(begin)
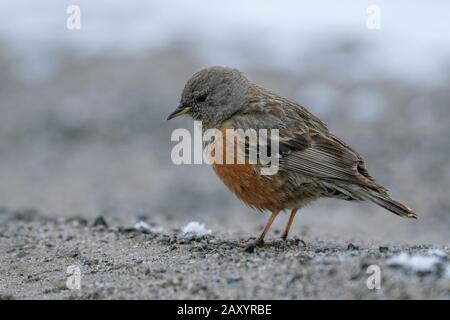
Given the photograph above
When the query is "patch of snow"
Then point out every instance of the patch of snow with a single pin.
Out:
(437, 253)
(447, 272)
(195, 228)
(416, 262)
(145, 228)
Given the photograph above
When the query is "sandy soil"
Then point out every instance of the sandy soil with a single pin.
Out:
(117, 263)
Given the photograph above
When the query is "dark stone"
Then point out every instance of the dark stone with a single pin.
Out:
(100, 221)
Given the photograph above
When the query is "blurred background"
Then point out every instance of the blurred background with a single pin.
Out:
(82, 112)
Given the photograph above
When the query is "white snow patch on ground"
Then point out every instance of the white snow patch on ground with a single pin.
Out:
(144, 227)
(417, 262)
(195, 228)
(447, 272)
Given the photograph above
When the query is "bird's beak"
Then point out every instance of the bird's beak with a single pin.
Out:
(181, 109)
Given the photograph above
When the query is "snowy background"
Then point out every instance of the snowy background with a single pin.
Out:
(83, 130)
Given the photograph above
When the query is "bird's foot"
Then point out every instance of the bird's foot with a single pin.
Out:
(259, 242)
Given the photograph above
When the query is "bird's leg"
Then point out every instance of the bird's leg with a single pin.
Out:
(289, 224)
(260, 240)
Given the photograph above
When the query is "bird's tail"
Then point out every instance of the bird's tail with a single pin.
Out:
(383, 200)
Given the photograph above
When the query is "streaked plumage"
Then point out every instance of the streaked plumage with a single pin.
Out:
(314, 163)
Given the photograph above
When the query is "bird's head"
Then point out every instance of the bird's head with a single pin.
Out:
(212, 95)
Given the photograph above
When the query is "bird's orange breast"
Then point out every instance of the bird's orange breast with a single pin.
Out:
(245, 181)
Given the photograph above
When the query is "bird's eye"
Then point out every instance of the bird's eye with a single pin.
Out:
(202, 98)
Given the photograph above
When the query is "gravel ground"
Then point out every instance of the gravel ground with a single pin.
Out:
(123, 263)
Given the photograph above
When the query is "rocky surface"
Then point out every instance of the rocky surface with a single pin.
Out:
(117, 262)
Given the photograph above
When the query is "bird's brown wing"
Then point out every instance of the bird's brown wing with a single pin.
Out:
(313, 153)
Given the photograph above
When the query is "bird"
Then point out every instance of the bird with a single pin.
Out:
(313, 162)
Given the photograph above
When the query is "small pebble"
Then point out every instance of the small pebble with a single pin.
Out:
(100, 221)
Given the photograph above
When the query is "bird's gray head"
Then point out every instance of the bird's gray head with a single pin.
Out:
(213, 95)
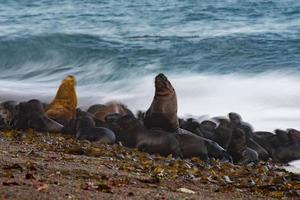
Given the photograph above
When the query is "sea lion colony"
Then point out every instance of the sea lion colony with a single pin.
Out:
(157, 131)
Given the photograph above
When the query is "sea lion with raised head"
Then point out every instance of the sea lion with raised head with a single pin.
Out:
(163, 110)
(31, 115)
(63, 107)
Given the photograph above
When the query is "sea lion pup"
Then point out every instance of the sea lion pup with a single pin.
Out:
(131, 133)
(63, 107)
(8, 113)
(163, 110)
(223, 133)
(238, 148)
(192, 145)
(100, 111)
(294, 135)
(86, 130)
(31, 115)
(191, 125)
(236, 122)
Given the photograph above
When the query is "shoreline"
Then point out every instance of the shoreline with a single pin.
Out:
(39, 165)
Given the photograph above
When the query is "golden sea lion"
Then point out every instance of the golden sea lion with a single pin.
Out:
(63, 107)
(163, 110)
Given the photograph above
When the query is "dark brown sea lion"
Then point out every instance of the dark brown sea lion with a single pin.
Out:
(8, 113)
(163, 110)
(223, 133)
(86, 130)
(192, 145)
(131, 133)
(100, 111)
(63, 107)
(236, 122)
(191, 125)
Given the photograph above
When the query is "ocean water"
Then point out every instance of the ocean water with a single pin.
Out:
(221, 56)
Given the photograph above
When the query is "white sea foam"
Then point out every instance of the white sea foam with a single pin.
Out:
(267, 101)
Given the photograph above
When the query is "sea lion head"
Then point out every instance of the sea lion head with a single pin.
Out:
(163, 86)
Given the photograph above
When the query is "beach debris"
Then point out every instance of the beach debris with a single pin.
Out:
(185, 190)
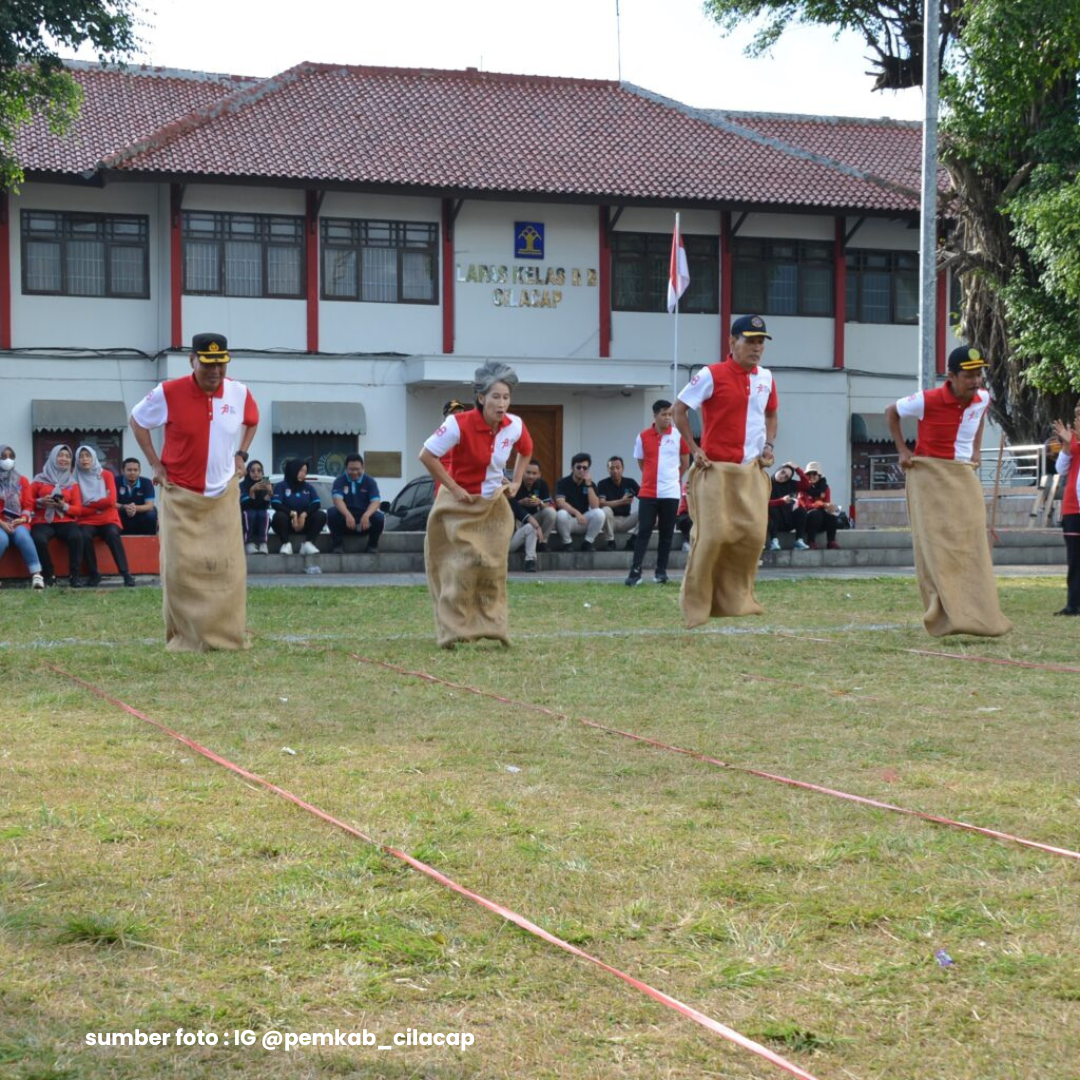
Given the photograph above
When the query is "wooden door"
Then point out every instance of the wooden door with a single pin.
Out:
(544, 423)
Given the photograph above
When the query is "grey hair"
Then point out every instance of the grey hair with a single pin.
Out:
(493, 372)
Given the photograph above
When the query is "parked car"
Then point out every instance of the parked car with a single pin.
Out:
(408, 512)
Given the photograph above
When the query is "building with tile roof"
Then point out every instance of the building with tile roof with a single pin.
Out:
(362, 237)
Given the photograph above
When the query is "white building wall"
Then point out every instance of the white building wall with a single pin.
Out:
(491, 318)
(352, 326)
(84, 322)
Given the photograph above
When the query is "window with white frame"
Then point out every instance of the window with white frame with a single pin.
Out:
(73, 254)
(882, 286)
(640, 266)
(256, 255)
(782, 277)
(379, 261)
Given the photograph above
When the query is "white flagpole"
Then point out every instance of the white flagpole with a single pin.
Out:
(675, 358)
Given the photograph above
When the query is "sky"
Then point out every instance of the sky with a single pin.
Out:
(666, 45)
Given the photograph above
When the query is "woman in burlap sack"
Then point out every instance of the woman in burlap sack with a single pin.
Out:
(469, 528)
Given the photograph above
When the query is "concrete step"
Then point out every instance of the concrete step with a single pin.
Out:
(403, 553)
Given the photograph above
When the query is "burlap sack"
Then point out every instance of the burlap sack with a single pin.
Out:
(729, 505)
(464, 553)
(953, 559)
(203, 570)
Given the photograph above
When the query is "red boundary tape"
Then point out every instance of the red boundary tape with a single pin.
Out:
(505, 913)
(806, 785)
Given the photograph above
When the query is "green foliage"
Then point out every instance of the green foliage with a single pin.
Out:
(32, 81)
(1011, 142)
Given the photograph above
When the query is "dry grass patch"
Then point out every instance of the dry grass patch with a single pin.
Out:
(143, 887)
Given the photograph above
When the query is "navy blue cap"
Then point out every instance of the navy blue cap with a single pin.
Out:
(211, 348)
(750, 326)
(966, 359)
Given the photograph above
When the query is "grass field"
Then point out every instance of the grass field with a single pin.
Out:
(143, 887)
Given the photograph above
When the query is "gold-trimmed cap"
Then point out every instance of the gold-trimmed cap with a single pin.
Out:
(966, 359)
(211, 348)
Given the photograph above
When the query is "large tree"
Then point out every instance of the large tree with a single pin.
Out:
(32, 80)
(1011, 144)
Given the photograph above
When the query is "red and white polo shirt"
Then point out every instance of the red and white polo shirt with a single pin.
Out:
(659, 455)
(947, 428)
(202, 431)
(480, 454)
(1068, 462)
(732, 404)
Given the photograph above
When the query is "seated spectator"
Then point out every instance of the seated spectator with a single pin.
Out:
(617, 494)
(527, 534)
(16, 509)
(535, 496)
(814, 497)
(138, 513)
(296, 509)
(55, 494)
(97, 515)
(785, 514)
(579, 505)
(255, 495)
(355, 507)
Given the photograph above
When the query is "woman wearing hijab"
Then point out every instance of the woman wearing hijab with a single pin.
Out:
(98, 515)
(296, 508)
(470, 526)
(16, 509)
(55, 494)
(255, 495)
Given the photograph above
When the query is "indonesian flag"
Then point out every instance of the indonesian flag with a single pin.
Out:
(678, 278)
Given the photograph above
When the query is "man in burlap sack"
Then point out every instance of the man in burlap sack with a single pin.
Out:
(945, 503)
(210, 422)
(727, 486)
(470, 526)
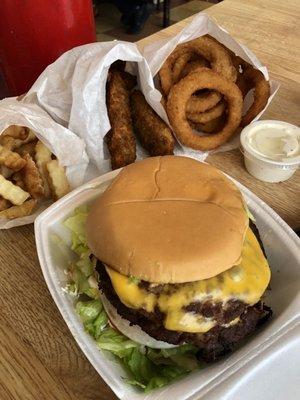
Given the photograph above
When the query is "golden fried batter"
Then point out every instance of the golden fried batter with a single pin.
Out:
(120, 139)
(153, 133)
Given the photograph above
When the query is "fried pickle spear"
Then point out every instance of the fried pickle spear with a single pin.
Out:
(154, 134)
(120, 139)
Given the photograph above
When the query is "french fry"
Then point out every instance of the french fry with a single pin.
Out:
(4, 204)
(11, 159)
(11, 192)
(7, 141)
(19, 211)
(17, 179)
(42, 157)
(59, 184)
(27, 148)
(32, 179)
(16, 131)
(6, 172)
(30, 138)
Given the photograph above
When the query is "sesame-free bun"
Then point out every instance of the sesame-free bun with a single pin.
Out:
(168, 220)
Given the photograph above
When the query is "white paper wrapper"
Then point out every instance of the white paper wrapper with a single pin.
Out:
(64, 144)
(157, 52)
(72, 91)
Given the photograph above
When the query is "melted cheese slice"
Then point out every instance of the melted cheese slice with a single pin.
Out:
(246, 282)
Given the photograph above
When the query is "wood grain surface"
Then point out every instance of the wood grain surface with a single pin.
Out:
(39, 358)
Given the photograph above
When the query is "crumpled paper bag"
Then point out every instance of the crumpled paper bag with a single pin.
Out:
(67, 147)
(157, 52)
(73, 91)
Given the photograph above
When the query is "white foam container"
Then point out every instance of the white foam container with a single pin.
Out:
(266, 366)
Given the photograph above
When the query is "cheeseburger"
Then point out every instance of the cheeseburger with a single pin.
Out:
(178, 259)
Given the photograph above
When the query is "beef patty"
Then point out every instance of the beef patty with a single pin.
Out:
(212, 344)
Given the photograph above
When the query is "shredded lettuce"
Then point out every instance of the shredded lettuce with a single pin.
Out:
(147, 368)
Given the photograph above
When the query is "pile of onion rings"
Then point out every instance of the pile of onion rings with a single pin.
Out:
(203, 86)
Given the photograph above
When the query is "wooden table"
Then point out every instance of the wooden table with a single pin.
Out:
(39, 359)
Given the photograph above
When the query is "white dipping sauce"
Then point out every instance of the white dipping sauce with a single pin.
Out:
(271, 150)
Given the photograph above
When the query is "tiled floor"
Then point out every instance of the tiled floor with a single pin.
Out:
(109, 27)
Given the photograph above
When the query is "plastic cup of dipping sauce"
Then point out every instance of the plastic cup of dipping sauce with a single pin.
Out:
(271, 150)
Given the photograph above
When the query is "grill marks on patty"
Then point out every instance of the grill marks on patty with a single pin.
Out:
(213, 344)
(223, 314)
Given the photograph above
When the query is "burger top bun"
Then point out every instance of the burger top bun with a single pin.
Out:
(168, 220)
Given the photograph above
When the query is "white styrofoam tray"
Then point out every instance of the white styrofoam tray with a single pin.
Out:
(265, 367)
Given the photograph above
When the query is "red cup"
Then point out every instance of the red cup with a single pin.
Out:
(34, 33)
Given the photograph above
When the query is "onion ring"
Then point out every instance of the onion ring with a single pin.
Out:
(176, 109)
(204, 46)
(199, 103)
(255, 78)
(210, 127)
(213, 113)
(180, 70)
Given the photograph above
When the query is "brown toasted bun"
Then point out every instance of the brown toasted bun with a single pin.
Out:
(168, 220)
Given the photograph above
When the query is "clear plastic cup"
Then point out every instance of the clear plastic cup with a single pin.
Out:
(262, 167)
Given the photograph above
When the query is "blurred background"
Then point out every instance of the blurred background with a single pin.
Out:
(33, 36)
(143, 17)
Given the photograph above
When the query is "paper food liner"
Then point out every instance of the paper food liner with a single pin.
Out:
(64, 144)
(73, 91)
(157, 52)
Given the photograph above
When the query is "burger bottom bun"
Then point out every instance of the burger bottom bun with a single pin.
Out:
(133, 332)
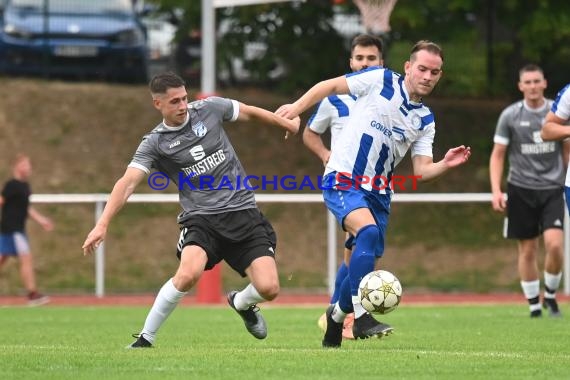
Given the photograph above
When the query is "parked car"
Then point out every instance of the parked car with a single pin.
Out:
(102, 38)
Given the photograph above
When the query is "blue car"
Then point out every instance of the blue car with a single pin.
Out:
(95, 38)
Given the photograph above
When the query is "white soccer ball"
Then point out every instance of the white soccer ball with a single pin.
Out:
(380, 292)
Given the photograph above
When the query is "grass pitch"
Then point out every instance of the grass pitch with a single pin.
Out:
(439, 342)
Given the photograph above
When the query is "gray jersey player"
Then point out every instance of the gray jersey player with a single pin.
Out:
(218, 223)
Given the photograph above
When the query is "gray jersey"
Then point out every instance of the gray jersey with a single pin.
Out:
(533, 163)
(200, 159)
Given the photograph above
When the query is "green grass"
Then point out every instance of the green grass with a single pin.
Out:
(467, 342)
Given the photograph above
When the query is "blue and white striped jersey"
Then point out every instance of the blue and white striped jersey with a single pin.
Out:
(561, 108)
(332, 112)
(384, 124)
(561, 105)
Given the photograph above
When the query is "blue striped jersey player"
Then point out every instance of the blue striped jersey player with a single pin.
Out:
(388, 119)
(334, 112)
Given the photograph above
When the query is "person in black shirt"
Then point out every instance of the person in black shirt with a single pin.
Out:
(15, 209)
(end)
*REQUIRED WORK*. Gather every line of the material that contains the word "polo" and copy each one in full.

*WRITTEN SOLUTION*.
When the query is "red and white polo shirt"
Then point out every instance of the red and white polo shirt with a single pin.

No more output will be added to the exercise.